Required work:
Every line of the listing must be reproduced as it stands. Leave the images behind.

· · ·

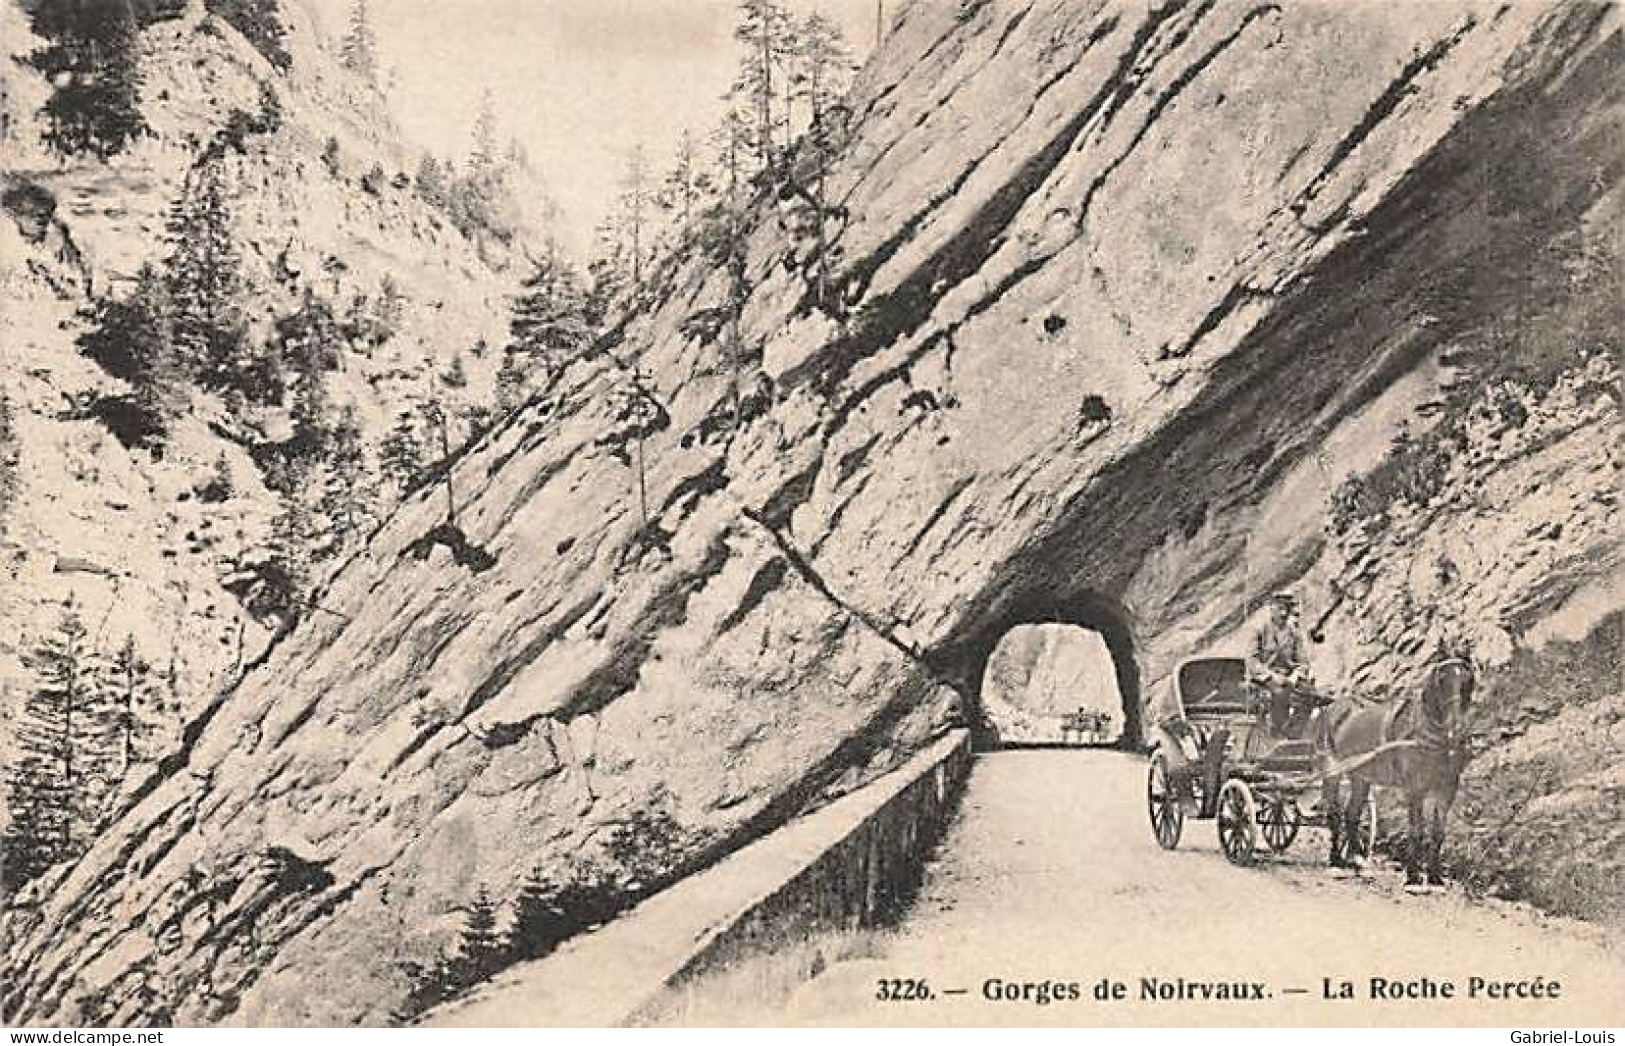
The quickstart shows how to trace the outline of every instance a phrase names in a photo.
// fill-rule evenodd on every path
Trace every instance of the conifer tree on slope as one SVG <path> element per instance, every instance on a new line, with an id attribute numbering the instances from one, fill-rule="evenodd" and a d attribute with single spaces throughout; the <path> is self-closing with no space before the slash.
<path id="1" fill-rule="evenodd" d="M 593 230 L 593 241 L 592 260 L 587 263 L 590 286 L 586 314 L 588 326 L 597 328 L 604 325 L 610 308 L 630 282 L 620 215 L 613 212 L 606 215 Z"/>
<path id="2" fill-rule="evenodd" d="M 829 303 L 828 259 L 828 191 L 826 181 L 829 167 L 843 143 L 840 140 L 839 121 L 834 119 L 836 104 L 846 93 L 851 80 L 852 55 L 846 45 L 841 27 L 820 12 L 813 12 L 797 27 L 794 54 L 794 80 L 798 97 L 805 98 L 808 111 L 807 134 L 803 139 L 805 151 L 813 162 L 812 200 L 813 222 L 818 246 L 814 258 L 814 299 L 821 307 Z"/>
<path id="3" fill-rule="evenodd" d="M 180 361 L 208 387 L 241 388 L 259 402 L 274 399 L 273 390 L 252 380 L 242 259 L 218 162 L 203 164 L 189 179 L 170 212 L 169 241 L 169 297 Z"/>
<path id="4" fill-rule="evenodd" d="M 377 79 L 378 37 L 372 30 L 367 0 L 354 0 L 350 5 L 350 27 L 339 44 L 339 61 L 369 83 Z"/>
<path id="5" fill-rule="evenodd" d="M 356 409 L 347 406 L 328 433 L 321 500 L 317 503 L 317 511 L 330 530 L 329 540 L 320 550 L 324 557 L 337 555 L 366 536 L 377 510 L 374 479 Z"/>
<path id="6" fill-rule="evenodd" d="M 713 259 L 727 266 L 729 275 L 727 338 L 723 353 L 728 359 L 733 401 L 734 427 L 744 423 L 743 398 L 739 388 L 743 347 L 740 344 L 739 316 L 745 307 L 745 221 L 748 200 L 744 184 L 744 162 L 750 143 L 750 124 L 738 106 L 730 106 L 712 136 L 722 169 L 723 199 L 721 228 L 708 247 Z"/>
<path id="7" fill-rule="evenodd" d="M 327 374 L 337 370 L 344 339 L 333 308 L 308 287 L 298 310 L 276 321 L 277 356 L 288 368 L 295 439 L 301 453 L 322 453 L 326 427 Z"/>
<path id="8" fill-rule="evenodd" d="M 506 363 L 506 360 L 504 360 Z M 498 398 L 501 398 L 501 380 L 498 380 Z M 511 408 L 510 408 L 511 409 Z M 395 414 L 395 424 L 378 448 L 378 467 L 384 478 L 395 484 L 397 494 L 412 489 L 428 462 L 429 451 L 418 426 L 418 412 L 402 410 Z"/>
<path id="9" fill-rule="evenodd" d="M 451 961 L 452 981 L 457 987 L 478 984 L 497 972 L 504 945 L 502 934 L 497 930 L 499 911 L 498 903 L 491 899 L 485 886 L 480 885 L 463 911 L 462 934 Z"/>
<path id="10" fill-rule="evenodd" d="M 531 264 L 531 274 L 513 299 L 507 351 L 527 374 L 540 367 L 551 378 L 587 349 L 592 324 L 581 278 L 555 244 L 548 244 Z"/>
<path id="11" fill-rule="evenodd" d="M 25 661 L 35 685 L 23 701 L 6 775 L 4 875 L 13 884 L 78 855 L 105 790 L 93 657 L 73 603 Z"/>
<path id="12" fill-rule="evenodd" d="M 677 154 L 661 191 L 661 206 L 677 219 L 678 243 L 686 245 L 693 235 L 694 208 L 706 189 L 706 175 L 699 166 L 694 134 L 683 128 L 677 138 Z"/>
<path id="13" fill-rule="evenodd" d="M 163 681 L 152 663 L 141 656 L 133 634 L 125 635 L 123 645 L 107 659 L 100 680 L 103 705 L 113 726 L 112 748 L 119 776 L 127 776 L 136 763 L 156 756 L 157 744 L 176 710 L 166 700 Z"/>
<path id="14" fill-rule="evenodd" d="M 631 239 L 632 293 L 643 287 L 643 257 L 648 235 L 650 203 L 649 156 L 639 142 L 626 154 L 626 169 L 621 175 L 621 213 L 623 226 Z"/>
<path id="15" fill-rule="evenodd" d="M 28 62 L 53 89 L 45 142 L 64 156 L 107 159 L 149 133 L 141 113 L 141 22 L 129 0 L 43 0 Z"/>
<path id="16" fill-rule="evenodd" d="M 833 19 L 814 11 L 796 26 L 792 80 L 807 102 L 814 130 L 846 94 L 852 79 L 852 51 Z"/>
<path id="17" fill-rule="evenodd" d="M 284 72 L 293 66 L 293 56 L 283 45 L 287 30 L 282 26 L 277 0 L 204 0 L 204 6 L 242 33 L 273 66 Z"/>
<path id="18" fill-rule="evenodd" d="M 762 170 L 773 166 L 787 114 L 775 90 L 784 82 L 790 54 L 791 23 L 778 0 L 740 0 L 734 39 L 743 54 L 733 94 L 752 110 L 752 148 Z"/>
<path id="19" fill-rule="evenodd" d="M 79 349 L 115 378 L 129 382 L 145 427 L 158 437 L 185 408 L 187 375 L 174 345 L 174 307 L 158 270 L 142 265 L 134 290 L 103 298 L 90 311 Z"/>
<path id="20" fill-rule="evenodd" d="M 248 601 L 256 615 L 273 615 L 284 626 L 304 616 L 319 533 L 306 492 L 308 477 L 282 497 L 282 509 L 271 521 L 270 556 L 260 567 L 260 583 Z"/>

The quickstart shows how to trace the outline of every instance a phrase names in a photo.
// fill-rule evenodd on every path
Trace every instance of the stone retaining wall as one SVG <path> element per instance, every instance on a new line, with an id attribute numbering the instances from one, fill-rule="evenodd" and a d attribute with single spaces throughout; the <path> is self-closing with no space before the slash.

· · ·

Written response:
The quickstart shows how to trace the outline of every instance a phrase names in a photo.
// fill-rule evenodd on every path
Trace every instance of the conifer tree on slope as one SVG <path> element per instance, every instance on a new line, with an id attribute numbering the instances from one, fill-rule="evenodd" and a d attribute with single spaces throughout; the <path> is self-closing with no space before the slash.
<path id="1" fill-rule="evenodd" d="M 593 230 L 593 241 L 592 260 L 587 263 L 590 286 L 586 314 L 588 326 L 597 328 L 604 325 L 610 308 L 630 282 L 620 215 L 613 212 L 606 215 Z"/>
<path id="2" fill-rule="evenodd" d="M 829 303 L 828 259 L 828 191 L 826 181 L 829 167 L 843 143 L 840 140 L 839 121 L 834 119 L 836 104 L 846 93 L 851 80 L 852 55 L 846 45 L 841 27 L 820 12 L 813 12 L 797 27 L 794 54 L 794 80 L 798 97 L 805 98 L 808 111 L 807 134 L 803 139 L 805 151 L 813 162 L 812 200 L 813 222 L 818 246 L 814 258 L 814 299 L 821 307 Z"/>
<path id="3" fill-rule="evenodd" d="M 180 361 L 208 387 L 241 388 L 259 402 L 274 399 L 273 390 L 252 380 L 242 259 L 218 162 L 203 164 L 189 179 L 170 212 L 169 241 L 169 297 Z"/>
<path id="4" fill-rule="evenodd" d="M 377 79 L 378 37 L 372 30 L 367 0 L 354 0 L 350 5 L 350 27 L 339 44 L 339 61 L 369 83 Z"/>
<path id="5" fill-rule="evenodd" d="M 356 409 L 347 406 L 328 433 L 321 500 L 317 503 L 317 511 L 330 530 L 329 540 L 320 550 L 324 557 L 337 555 L 366 536 L 377 510 L 374 479 Z"/>
<path id="6" fill-rule="evenodd" d="M 713 259 L 727 266 L 729 275 L 727 338 L 723 353 L 728 359 L 733 401 L 734 427 L 744 423 L 743 398 L 739 388 L 743 347 L 740 344 L 739 316 L 745 307 L 745 221 L 748 200 L 744 184 L 744 162 L 750 143 L 750 124 L 738 106 L 730 106 L 712 136 L 722 169 L 723 199 L 721 228 L 708 247 Z"/>
<path id="7" fill-rule="evenodd" d="M 327 374 L 337 370 L 344 339 L 333 308 L 308 287 L 298 310 L 276 321 L 277 356 L 288 368 L 295 439 L 301 453 L 322 453 L 326 427 Z"/>
<path id="8" fill-rule="evenodd" d="M 506 363 L 506 360 L 504 360 Z M 498 398 L 501 398 L 501 380 L 498 380 Z M 511 408 L 510 408 L 511 409 Z M 395 414 L 395 424 L 378 448 L 378 467 L 384 478 L 395 484 L 397 494 L 412 489 L 428 462 L 429 451 L 418 426 L 418 412 L 402 410 Z"/>
<path id="9" fill-rule="evenodd" d="M 451 961 L 452 981 L 457 987 L 478 984 L 497 972 L 504 945 L 502 934 L 497 930 L 499 911 L 498 903 L 491 899 L 485 886 L 480 885 L 463 911 L 462 934 Z"/>
<path id="10" fill-rule="evenodd" d="M 531 264 L 531 274 L 513 299 L 507 351 L 527 374 L 540 367 L 551 378 L 587 349 L 592 324 L 581 278 L 555 244 L 548 244 Z"/>
<path id="11" fill-rule="evenodd" d="M 25 661 L 35 685 L 23 701 L 6 775 L 4 875 L 13 884 L 78 855 L 105 790 L 93 657 L 73 603 Z"/>
<path id="12" fill-rule="evenodd" d="M 677 154 L 661 191 L 661 206 L 677 219 L 678 243 L 686 245 L 693 235 L 694 208 L 706 189 L 706 175 L 699 166 L 694 134 L 683 128 L 677 138 Z"/>
<path id="13" fill-rule="evenodd" d="M 163 681 L 152 663 L 141 656 L 133 634 L 125 635 L 123 645 L 107 659 L 100 680 L 103 705 L 113 726 L 112 748 L 119 776 L 127 776 L 136 763 L 156 756 L 157 744 L 176 710 L 166 700 Z"/>
<path id="14" fill-rule="evenodd" d="M 631 239 L 632 293 L 643 287 L 643 257 L 648 235 L 650 203 L 649 156 L 639 142 L 626 154 L 626 169 L 621 175 L 621 213 L 623 226 Z"/>
<path id="15" fill-rule="evenodd" d="M 28 62 L 53 89 L 45 142 L 64 156 L 107 159 L 149 133 L 141 113 L 141 22 L 129 0 L 43 0 Z"/>
<path id="16" fill-rule="evenodd" d="M 833 19 L 814 11 L 796 26 L 792 80 L 807 102 L 814 130 L 846 94 L 852 79 L 852 51 Z"/>
<path id="17" fill-rule="evenodd" d="M 284 72 L 293 66 L 293 56 L 283 45 L 287 30 L 282 26 L 277 0 L 204 0 L 204 6 L 242 33 L 273 66 Z"/>
<path id="18" fill-rule="evenodd" d="M 762 170 L 773 166 L 787 114 L 775 90 L 784 82 L 790 54 L 791 23 L 778 0 L 740 0 L 734 39 L 743 54 L 733 94 L 752 110 L 752 148 Z"/>
<path id="19" fill-rule="evenodd" d="M 79 349 L 115 378 L 129 382 L 145 427 L 158 437 L 185 408 L 187 375 L 174 345 L 174 307 L 158 270 L 142 265 L 134 290 L 103 298 L 90 311 Z"/>
<path id="20" fill-rule="evenodd" d="M 248 601 L 256 615 L 273 615 L 284 626 L 304 616 L 319 533 L 306 492 L 308 477 L 282 497 L 282 509 L 271 521 L 270 556 L 260 567 L 260 583 Z"/>

The quickstart shows how to trace the outline of every instance a phrase names in a photo.
// fill-rule evenodd on every path
Trace every instance of the stone retaining wall as one SVG <path> element per instance, every instance on a new line, with an id attribute numbering the instances from one, fill-rule="evenodd" and a d attribute with single spaces throughout; the <path> is self-closing with no space before the slash.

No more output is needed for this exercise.